Data extracted from a collection:
--------
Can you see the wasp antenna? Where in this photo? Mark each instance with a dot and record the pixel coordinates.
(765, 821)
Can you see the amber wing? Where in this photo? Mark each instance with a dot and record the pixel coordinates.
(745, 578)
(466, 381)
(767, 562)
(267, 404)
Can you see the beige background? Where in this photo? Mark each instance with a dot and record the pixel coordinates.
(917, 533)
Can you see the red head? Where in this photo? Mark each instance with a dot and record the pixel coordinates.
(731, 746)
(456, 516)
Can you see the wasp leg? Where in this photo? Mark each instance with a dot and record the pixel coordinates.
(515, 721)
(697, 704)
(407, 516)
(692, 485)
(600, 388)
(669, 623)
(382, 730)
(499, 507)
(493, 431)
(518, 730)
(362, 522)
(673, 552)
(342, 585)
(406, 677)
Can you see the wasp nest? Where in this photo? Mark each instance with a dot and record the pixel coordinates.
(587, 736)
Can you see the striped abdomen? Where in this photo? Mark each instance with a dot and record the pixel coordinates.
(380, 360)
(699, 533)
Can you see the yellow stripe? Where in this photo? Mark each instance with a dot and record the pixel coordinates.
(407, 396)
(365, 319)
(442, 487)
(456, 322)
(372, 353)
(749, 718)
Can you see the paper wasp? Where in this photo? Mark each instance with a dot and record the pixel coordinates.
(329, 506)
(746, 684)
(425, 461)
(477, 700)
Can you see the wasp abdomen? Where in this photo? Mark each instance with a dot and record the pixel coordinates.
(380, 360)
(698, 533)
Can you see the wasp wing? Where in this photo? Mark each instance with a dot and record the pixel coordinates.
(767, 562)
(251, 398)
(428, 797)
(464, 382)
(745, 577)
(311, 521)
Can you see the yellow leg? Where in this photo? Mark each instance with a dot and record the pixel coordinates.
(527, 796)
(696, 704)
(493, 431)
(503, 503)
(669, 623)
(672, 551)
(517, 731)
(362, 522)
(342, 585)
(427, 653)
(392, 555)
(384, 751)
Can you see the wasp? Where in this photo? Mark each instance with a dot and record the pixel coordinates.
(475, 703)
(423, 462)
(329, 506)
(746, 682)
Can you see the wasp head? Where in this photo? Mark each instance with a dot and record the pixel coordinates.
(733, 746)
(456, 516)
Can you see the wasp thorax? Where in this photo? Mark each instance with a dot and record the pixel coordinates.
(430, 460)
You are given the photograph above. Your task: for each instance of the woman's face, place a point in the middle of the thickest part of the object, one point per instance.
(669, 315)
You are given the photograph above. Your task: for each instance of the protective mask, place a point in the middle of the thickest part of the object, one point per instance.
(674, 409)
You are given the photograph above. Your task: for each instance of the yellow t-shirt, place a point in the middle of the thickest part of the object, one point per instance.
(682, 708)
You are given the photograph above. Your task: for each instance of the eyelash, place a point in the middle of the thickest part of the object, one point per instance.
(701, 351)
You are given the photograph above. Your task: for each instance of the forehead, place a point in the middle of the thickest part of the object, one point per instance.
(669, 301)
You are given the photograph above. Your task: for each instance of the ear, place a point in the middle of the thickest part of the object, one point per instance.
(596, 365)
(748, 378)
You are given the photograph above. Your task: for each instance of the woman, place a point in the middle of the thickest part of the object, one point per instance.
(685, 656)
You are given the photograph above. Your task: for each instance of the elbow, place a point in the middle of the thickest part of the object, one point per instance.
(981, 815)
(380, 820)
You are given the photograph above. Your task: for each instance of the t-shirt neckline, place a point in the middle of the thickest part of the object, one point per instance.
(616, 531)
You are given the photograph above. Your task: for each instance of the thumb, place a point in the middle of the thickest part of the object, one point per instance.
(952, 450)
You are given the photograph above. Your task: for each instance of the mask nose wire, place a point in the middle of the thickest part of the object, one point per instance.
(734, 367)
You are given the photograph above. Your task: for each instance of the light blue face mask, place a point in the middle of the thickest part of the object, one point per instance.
--------
WHAT IS REQUIRED -> Every line above is to be transcribed exactly.

PROBLEM SOLUTION ->
Can you see the wasp antenna? Where in this photo? Mark each instance with a dot and record the pixel coordinates.
(765, 821)
Can you see the amber wing? Where in this photo? Mark each instance with a dot and record the pixel coordinates.
(745, 578)
(466, 381)
(767, 562)
(267, 404)
Can you see the beige background? Where in this photo? Mark each instance with a dot and record the pixel coordinates.
(917, 533)
Can you see the red head? Where in this photo? Mark each instance with a dot and record the pixel coordinates.
(731, 746)
(456, 516)
Can you see the wasp leg? Where in this photo? Mark each instance with a dot and record the pixel coordinates.
(515, 721)
(697, 704)
(407, 516)
(692, 485)
(600, 388)
(669, 623)
(382, 730)
(499, 507)
(493, 431)
(518, 730)
(362, 522)
(673, 552)
(342, 585)
(406, 677)
Can you see the wasp nest? Where in this photo? Mark each instance with a dot and record the pixel coordinates.
(587, 736)
Can you see the striped abdomen? Where in this photo? Mark each instance with a dot and record the pixel coordinates.
(380, 360)
(699, 533)
Can you see the yellow stripe? Where in this photo? Mark each instance with a dot and record the pixel coordinates.
(407, 396)
(365, 319)
(442, 487)
(456, 322)
(372, 353)
(749, 718)
Can you see the paper wasp? Where in this photo? Mark each instance with a dot and record the pixel coordinates.
(329, 506)
(746, 684)
(425, 461)
(477, 700)
Can you see the wasp abdomen? Where in this photo? Mark each instance with a dot and record the pixel coordinates.
(380, 360)
(698, 533)
Can you see the wasp wing? Where in this photo? Mark each instance with a dot and record the pixel coordinates.
(767, 562)
(251, 398)
(428, 797)
(464, 382)
(745, 577)
(311, 521)
Can you see the yellow leg? Where in this photo? Mark each instance with a dot and record the pixel coordinates.
(527, 796)
(696, 704)
(493, 431)
(503, 503)
(669, 623)
(672, 551)
(517, 731)
(362, 522)
(342, 585)
(427, 653)
(392, 555)
(384, 751)
Can you see the wasp? Where in this photo? Mark each instance with a dot and record the pixel coordinates.
(475, 703)
(423, 462)
(329, 506)
(746, 682)
Can you see the wasp head? Where in this photo? Mark each instance with a dot and record the pixel coordinates.
(733, 746)
(456, 516)
Can you see the wasp thorax? Where in this photo? Mark each instance with a dot and record the pixel coordinates.
(430, 460)
You are given the photograph above. Your task: for each instance of the woman's face, place a point in the middle of the thickest part of the object, one point per instance.
(669, 315)
You are given the photograph above. Your task: for each instance of the protective mask, place a point in the middle of the thickest part of the object, one point per instance.
(674, 409)
You are given the photograph above. Your task: for each instance of the yellow t-shirt, place a point in the middle of the thickest part of the object, one point per instance.
(682, 708)
You are given the photograph above. Your task: for each instance of the eyelash, place a point in the middle of the thickest part of the object, one point per instance.
(701, 351)
You are given the photograph above. Your task: for each instance of the forehead, place a point in the middle of the thickest part of the object, one point per instance.
(669, 301)
You are given the photograph above. Your task: for each instance of the ear, place a point in the middle of the thickest part of the object, one point per instance.
(596, 365)
(748, 378)
You are given the photograph above. Your task: for each instance of the woman, place a point in the middle of the thickest part of the object, one point per instance.
(685, 656)
You are given the photograph above. Your task: for each instance of the elbow, place a point in the middle of the thickest part of the object, one point per instance.
(981, 815)
(380, 820)
You are given the photograph above. Your task: for each instance of the t-shirt neckline, place a point in the middle of the thickest part of the object, one point per instance.
(616, 531)
You are given the photograph above. Your task: for each instance of the thumb, place a point in the middle of the thickest part of the object, one point per instance.
(952, 450)
You are given the photograph above. Your task: for each instance of the mask nose wire, place a point in the middle of the thickest part of the object, one point per instance.
(734, 367)
You are given the photograph above. Your task: for each instance of the light blue face mask, place a point in the middle of the thickest part of the object, one point per instance.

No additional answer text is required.